[Document text]:

Ward, Kim L; McArdle, Nigel; James, Alan; Bremner, Alexandra P; Simpson, Laila; Cooper, Matthew N; Palmer, Lyle J; Fedson, Annette C; Mukherjee, Sutapa; Hillman, David R.
J Clin Sleep Med ; 11(4): 433-44, 2015 Apr 15.
Artigo em Inglês | MEDLINE | ID: mdl-25580606
STUDY

OBJECTIVES:

We hypothesized that a dual-channel portable monitor (PM) device could accurately identify patients who have a high pretest probability of obstructive sleep apnea (OSA), and we evaluated factors that may contribute to variability between PM and polysomnography (PSG) results.

METHODS:

Consecutive clinic patients (N = 104) with possible OSA completed a home PM study, a PM study simultaneous with laboratory PSG, and a second home PM study. Uniform data analysis methods were applied to both PM and PSG data. Primary outcomes of interest were the positive likelihood ratio (LR+) and sensitivity of the PM device to "rule-in" OSA, defined as an apnea-hypopnea index (AHI) ≥ 5 events/h on PSG. Effects of different test environment and study nights, and order of study and analysis methods (manual compared to automated) on PM diagnostic accuracy were assessed.

RESULTS:

The PM has adequate LR+ (4.8), sensitivity (80%), and specificity (83%) for detecting OSA in the unattended home setting when benchmarked against laboratory PSG, with better LR+ (> 5) and specificity (100%) and unchanged sensitivity (80%) in the simultaneous laboratory comparison. There were no significant night-night (all p > 0.10) or study order effects (home or laboratory first, p = 0.08) on AHI measures. Manual PM data review improved case finding accuracy, although this was not statistically significant (all p > 0.07). Misclassification was more frequent where OSA was mild.

CONCLUSIONS:

Overall performance of the PM device is consistent with current recommended criteria for an "acceptable" device to confidently "rule-in" OSA (AHI ≥ 5 events/h) in a high pretest probability clinic population. Our data support the utility of simple two-channel diagnostic devices to confirm the diagnosis of OSA in the home environment. COMMENTARY A commentary on this article appears in this issue on page 411.

[Provided records]:
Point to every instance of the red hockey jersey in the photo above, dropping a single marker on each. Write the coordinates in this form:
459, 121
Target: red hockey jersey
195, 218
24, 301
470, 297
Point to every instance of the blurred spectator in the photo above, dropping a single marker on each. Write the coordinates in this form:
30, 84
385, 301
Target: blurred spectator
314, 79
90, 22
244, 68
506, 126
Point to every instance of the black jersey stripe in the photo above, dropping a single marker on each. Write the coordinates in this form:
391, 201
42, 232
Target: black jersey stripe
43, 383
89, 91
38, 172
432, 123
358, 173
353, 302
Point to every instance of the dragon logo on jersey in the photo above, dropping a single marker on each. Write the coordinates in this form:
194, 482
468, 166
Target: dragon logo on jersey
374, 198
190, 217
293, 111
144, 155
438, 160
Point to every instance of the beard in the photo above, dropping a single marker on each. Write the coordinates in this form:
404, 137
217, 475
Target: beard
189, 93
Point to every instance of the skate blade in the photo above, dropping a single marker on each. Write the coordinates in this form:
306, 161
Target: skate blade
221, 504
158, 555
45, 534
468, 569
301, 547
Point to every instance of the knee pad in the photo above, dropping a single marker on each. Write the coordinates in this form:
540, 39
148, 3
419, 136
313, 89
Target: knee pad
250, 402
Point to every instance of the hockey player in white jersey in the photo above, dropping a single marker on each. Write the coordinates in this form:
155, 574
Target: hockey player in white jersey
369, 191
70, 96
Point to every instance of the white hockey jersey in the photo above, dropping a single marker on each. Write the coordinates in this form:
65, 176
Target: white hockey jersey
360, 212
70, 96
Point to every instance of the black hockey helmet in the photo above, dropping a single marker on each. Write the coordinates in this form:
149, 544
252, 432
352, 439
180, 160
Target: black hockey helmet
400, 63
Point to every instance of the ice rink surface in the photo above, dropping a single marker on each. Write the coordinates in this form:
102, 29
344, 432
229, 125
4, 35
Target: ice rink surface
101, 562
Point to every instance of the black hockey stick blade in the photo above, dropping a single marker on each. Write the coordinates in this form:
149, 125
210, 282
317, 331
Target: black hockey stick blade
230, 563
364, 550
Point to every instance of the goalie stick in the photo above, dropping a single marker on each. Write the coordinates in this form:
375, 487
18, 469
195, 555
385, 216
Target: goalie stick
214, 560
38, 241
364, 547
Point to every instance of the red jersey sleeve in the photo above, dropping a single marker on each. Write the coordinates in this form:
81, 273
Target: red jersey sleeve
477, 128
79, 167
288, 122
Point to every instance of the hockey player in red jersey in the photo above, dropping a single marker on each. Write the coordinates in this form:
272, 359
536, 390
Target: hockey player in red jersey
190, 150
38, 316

[Exercise set]:
a: Write out the part of the sleep apnea abstract that begins at the words "Consecutive clinic patients" and ends after "accuracy were assessed.", replacing "PM study" with "portable monitor study" throughout.
b: According to the sleep apnea abstract, what positive likelihood ratio did the portable monitor reach in the unattended home setting?
c: For each statement, say whether it agrees with the sleep apnea abstract. Answer yes or no, and quote the words of the abstract that decide it.
(i) The study included 104 consecutive clinic patients.
(ii) Manual review of the portable monitor data gave a statistically significant improvement in accuracy.
(iii) Misclassification was more frequent where OSA was severe.
The data are not needed for anything that follows.

[Results of the exercise]:
a:
Consecutive clinic patients (N = 104) with possible OSA completed a home portable monitor study, a portable monitor study simultaneous with laboratory PSG, and a second home portable monitor study. Uniform data analysis methods were applied to both PM and PSG data. Primary outcomes of interest were the positive likelihood ratio (LR+) and sensitivity of the PM device to "rule-in" OSA, defined as an apnea-hypopnea index (AHI) ≥ 5 events/h on PSG. Effects of different test environment and study nights, and order of study and analysis methods (manual compared to automated) on PM diagnostic accuracy were assessed.

b: 4.8

c:
(i) Yes: "Consecutive clinic patients (N = 104)"
(ii) No: "although this was not statistically significant (all p > 0.07)"
(iii) No: "Misclassification was more frequent where OSA was mild."